_TASK INSTRUCTIONS:_
Present everything from the line containing "Locate every instance of the cylindrical" down to the end of the items as a Markdown table with the columns Row and Line, numbering each row and omitting blank lines.

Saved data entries
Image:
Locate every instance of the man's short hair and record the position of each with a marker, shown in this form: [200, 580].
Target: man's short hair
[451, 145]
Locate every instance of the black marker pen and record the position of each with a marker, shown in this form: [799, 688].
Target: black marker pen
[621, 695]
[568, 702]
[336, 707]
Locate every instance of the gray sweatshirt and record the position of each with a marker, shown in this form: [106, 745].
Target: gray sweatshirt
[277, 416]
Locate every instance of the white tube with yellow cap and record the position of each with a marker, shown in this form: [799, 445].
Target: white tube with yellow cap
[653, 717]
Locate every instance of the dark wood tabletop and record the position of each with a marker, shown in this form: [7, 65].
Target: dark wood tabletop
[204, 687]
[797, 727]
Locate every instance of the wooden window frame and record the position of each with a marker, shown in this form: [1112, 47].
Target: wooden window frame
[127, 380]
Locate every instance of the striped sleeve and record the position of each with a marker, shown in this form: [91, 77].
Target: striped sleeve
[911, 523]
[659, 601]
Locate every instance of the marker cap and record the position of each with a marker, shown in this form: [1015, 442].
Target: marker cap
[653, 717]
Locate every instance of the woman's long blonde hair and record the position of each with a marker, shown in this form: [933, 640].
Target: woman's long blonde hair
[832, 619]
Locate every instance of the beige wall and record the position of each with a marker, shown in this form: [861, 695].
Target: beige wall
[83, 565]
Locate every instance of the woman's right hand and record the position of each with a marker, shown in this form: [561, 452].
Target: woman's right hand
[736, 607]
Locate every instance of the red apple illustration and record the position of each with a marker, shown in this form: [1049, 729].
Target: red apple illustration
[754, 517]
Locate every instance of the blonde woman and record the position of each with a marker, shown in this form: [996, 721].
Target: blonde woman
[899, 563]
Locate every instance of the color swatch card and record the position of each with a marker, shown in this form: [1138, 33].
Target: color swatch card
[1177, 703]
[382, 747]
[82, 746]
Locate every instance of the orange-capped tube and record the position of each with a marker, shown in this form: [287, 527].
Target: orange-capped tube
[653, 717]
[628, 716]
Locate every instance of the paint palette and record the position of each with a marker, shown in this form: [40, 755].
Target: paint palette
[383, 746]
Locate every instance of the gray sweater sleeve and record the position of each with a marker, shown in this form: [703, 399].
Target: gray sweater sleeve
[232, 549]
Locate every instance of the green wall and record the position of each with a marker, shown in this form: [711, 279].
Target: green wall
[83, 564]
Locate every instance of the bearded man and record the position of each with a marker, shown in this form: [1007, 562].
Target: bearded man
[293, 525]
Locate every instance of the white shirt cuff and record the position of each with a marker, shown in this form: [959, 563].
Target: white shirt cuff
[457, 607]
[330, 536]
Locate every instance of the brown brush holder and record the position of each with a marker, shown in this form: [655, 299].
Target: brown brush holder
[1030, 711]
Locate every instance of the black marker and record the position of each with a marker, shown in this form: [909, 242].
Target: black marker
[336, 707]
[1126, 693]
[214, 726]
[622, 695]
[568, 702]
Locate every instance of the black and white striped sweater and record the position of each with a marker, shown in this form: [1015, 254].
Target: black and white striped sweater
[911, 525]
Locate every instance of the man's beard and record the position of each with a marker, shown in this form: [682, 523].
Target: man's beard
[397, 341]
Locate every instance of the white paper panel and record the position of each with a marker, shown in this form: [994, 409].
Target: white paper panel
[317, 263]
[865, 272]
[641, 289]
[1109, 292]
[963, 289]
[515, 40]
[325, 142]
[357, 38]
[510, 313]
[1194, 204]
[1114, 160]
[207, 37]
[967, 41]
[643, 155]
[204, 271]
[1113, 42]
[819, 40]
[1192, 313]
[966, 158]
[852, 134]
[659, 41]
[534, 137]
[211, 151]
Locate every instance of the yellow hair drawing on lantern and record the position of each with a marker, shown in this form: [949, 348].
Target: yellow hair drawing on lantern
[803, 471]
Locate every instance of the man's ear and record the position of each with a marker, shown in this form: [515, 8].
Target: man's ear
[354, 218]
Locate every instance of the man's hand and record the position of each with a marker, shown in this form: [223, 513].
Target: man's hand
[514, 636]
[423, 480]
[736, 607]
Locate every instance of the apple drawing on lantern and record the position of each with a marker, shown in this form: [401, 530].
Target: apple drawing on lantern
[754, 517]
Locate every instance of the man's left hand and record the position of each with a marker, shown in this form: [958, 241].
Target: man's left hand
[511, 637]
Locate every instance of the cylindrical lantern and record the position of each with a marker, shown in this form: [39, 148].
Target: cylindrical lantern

_RESPONSE TO THE TASK:_
| Row | Line |
|---|---|
| 1 | Locate every instance of the cylindrical lantern and record the position of each with a marker, shown in this form: [39, 148]. |
| 2 | Target: cylindrical lantern |